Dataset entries
_ _ _

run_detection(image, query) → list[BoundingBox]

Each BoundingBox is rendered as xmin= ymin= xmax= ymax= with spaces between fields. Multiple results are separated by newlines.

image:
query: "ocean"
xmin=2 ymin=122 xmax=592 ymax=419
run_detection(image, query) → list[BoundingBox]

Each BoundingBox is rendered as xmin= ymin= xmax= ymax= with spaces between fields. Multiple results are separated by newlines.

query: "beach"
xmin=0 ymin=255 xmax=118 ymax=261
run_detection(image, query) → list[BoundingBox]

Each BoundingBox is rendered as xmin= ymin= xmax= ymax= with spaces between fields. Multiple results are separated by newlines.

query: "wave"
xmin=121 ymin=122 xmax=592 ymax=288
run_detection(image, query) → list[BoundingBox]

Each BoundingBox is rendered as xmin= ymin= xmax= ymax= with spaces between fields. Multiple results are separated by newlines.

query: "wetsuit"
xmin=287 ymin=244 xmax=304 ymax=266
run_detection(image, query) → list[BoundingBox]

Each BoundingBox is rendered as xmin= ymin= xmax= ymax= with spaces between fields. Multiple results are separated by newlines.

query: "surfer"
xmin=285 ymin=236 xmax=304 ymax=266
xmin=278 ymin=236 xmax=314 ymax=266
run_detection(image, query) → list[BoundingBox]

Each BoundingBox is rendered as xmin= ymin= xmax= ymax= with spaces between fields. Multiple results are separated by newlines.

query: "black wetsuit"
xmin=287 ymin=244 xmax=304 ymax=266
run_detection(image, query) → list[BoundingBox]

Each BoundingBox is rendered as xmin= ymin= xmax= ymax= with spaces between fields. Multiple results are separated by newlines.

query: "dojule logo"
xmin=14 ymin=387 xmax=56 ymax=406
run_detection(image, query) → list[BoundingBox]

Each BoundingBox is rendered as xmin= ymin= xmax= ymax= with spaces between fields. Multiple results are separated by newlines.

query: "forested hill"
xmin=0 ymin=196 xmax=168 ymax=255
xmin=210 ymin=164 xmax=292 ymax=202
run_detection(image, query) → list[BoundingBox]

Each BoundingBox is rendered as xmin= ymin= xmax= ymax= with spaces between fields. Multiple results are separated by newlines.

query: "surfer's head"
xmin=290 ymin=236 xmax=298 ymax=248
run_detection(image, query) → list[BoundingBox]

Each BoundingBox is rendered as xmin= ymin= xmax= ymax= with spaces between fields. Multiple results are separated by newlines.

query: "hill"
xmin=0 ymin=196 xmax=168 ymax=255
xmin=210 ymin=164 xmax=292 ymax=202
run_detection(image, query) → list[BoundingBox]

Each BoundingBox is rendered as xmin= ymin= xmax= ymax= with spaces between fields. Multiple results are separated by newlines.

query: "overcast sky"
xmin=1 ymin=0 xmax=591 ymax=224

_ _ _

EXERCISE BRIEF -
Transcribe the entries exactly.

EXERCISE ANSWER -
run_detection(image, query) → list[BoundingBox]

Each BoundingBox is rendered as xmin= ymin= xmax= ymax= with spaces between fields. Multiple results are separated by newlines.

image:
query: "ocean"
xmin=2 ymin=122 xmax=592 ymax=419
run_detection(image, query) → list[BoundingBox]

Each BoundingBox is rendered as xmin= ymin= xmax= ymax= with spaces between fields. Multiple results are separated by newlines.

query: "beach"
xmin=0 ymin=255 xmax=118 ymax=261
run_detection(image, query) → list[BoundingBox]

Each BoundingBox is rendered as xmin= ymin= xmax= ymax= with spaces between fields. Multiple results are separated by newlines.

query: "wave"
xmin=121 ymin=122 xmax=592 ymax=288
run_detection(image, query) → list[BoundingBox]

Each BoundingBox is rendered as xmin= ymin= xmax= ymax= with spaces between fields. Multiple results are separated by newlines.

query: "wetsuit"
xmin=287 ymin=244 xmax=304 ymax=266
run_detection(image, query) → list[BoundingBox]

Each BoundingBox is rendered as xmin= ymin= xmax= ymax= with spaces between fields. Multiple results are separated by newlines.

query: "surfer"
xmin=285 ymin=236 xmax=304 ymax=266
xmin=278 ymin=236 xmax=314 ymax=266
run_detection(image, query) → list[BoundingBox]

Each BoundingBox is rendered as xmin= ymin= xmax= ymax= with spaces between fields. Multiple results are separated by newlines.

query: "black wetsuit"
xmin=287 ymin=244 xmax=304 ymax=266
run_detection(image, query) → list[BoundingBox]

Each BoundingBox is rendered as xmin= ymin= xmax= ymax= with spaces between fields. Multiple results are separated by newlines.

query: "dojule logo"
xmin=14 ymin=387 xmax=56 ymax=406
run_detection(image, query) → list[BoundingBox]

Each BoundingBox is rendered as xmin= ymin= xmax= ymax= with spaces between fields. Multiple results are separated by newlines.

query: "forested hill"
xmin=0 ymin=196 xmax=168 ymax=255
xmin=210 ymin=164 xmax=292 ymax=202
run_detection(image, query) → list[BoundingBox]

Each BoundingBox is rendered as xmin= ymin= xmax= ymax= with spaces between fields. Multiple results are separated by newlines.

query: "surfer's head"
xmin=290 ymin=236 xmax=298 ymax=248
run_detection(image, query) → list[BoundingBox]

Each BoundingBox is rendered as xmin= ymin= xmax= ymax= with spaces between fields. Multiple results are separated by newlines.

query: "hill"
xmin=0 ymin=196 xmax=168 ymax=255
xmin=210 ymin=164 xmax=292 ymax=202
run_detection(image, query) → list[BoundingBox]

Each BoundingBox is rendered as xmin= ymin= xmax= ymax= with spaces between fields. Multiple results are separated by newlines.

query: "overcast sky"
xmin=1 ymin=0 xmax=591 ymax=224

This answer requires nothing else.